Work item: The word "rough" appears in some lines of the records below; state how many lines, and nothing else.

Data records:
^^^^^^^^^^^^^^^^

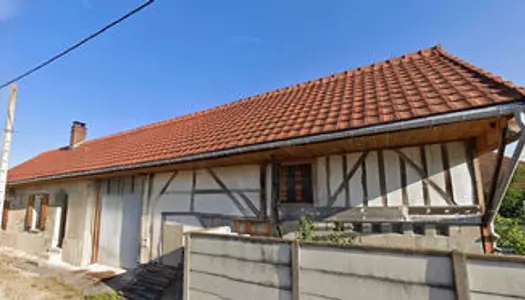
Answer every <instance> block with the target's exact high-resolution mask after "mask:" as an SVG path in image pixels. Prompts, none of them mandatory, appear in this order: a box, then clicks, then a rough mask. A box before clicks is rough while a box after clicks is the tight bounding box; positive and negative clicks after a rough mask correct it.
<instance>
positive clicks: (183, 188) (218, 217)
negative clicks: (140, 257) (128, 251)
mask: <svg viewBox="0 0 525 300" xmlns="http://www.w3.org/2000/svg"><path fill="white" fill-rule="evenodd" d="M263 175H264V174H263ZM260 176H261V167H260V166H259V165H243V166H235V167H221V168H209V169H197V170H188V171H175V172H171V173H163V174H155V176H154V180H153V184H152V190H151V196H150V203H149V211H150V214H151V228H150V235H151V249H152V256H153V257H158V256H159V255H160V253H162V252H161V248H162V246H161V241H162V236H161V235H162V226H163V222H164V223H166V222H168V223H173V222H176V223H180V224H181V225H182V226H186V227H187V228H192V229H194V228H195V227H199V226H201V227H208V226H207V225H208V224H206V221H209V220H211V219H213V218H217V219H223V220H232V221H233V220H235V219H247V218H249V219H253V218H261V217H262V216H263V215H265V214H266V210H267V207H266V205H262V206H261V193H260V190H261V189H260V186H261V183H260ZM232 224H233V222H232ZM217 225H220V224H217Z"/></svg>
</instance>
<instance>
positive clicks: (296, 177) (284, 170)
mask: <svg viewBox="0 0 525 300" xmlns="http://www.w3.org/2000/svg"><path fill="white" fill-rule="evenodd" d="M281 202H283V203H312V202H313V192H312V165H311V164H297V165H285V166H282V167H281Z"/></svg>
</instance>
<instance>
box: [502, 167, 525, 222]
mask: <svg viewBox="0 0 525 300" xmlns="http://www.w3.org/2000/svg"><path fill="white" fill-rule="evenodd" d="M523 184H525V167H524V166H518V168H517V169H516V173H515V174H514V177H513V178H512V183H511V184H510V186H509V189H508V190H507V193H506V194H505V198H504V200H503V203H502V204H501V208H500V210H499V213H500V215H502V216H503V217H505V218H520V219H522V220H525V211H524V209H523V200H525V189H523V188H521V187H520V185H523Z"/></svg>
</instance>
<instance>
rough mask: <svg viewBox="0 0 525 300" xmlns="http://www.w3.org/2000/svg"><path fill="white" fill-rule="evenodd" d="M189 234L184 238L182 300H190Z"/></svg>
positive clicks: (189, 248) (189, 255) (182, 283)
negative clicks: (183, 265) (183, 268)
mask: <svg viewBox="0 0 525 300" xmlns="http://www.w3.org/2000/svg"><path fill="white" fill-rule="evenodd" d="M190 264H191V233H187V234H186V235H185V236H184V266H183V268H184V274H183V283H182V294H183V297H182V299H183V300H190V271H191V267H190Z"/></svg>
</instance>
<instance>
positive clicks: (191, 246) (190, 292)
mask: <svg viewBox="0 0 525 300" xmlns="http://www.w3.org/2000/svg"><path fill="white" fill-rule="evenodd" d="M189 248H190V251H189V257H187V260H186V261H187V262H189V264H190V265H189V268H188V269H187V272H188V271H189V278H188V281H189V282H188V283H187V292H188V295H187V296H188V297H189V298H186V299H194V300H197V299H199V300H201V299H202V300H208V299H209V300H215V299H217V300H219V299H232V300H237V299H239V300H244V299H254V300H258V299H261V300H263V299H279V300H291V299H292V292H291V290H292V283H291V278H292V275H291V268H290V266H291V245H290V243H287V242H280V241H271V242H270V241H264V242H263V241H261V240H257V239H243V238H239V237H235V236H219V235H199V234H192V235H191V241H190V247H189ZM187 274H188V273H187Z"/></svg>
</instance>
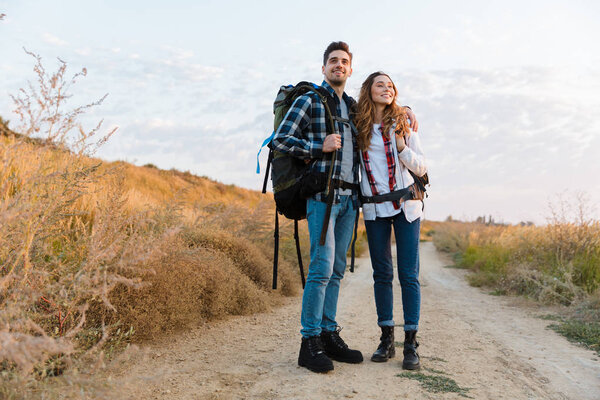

^^^^^^^^^^^^^^^^

Expected answer: 2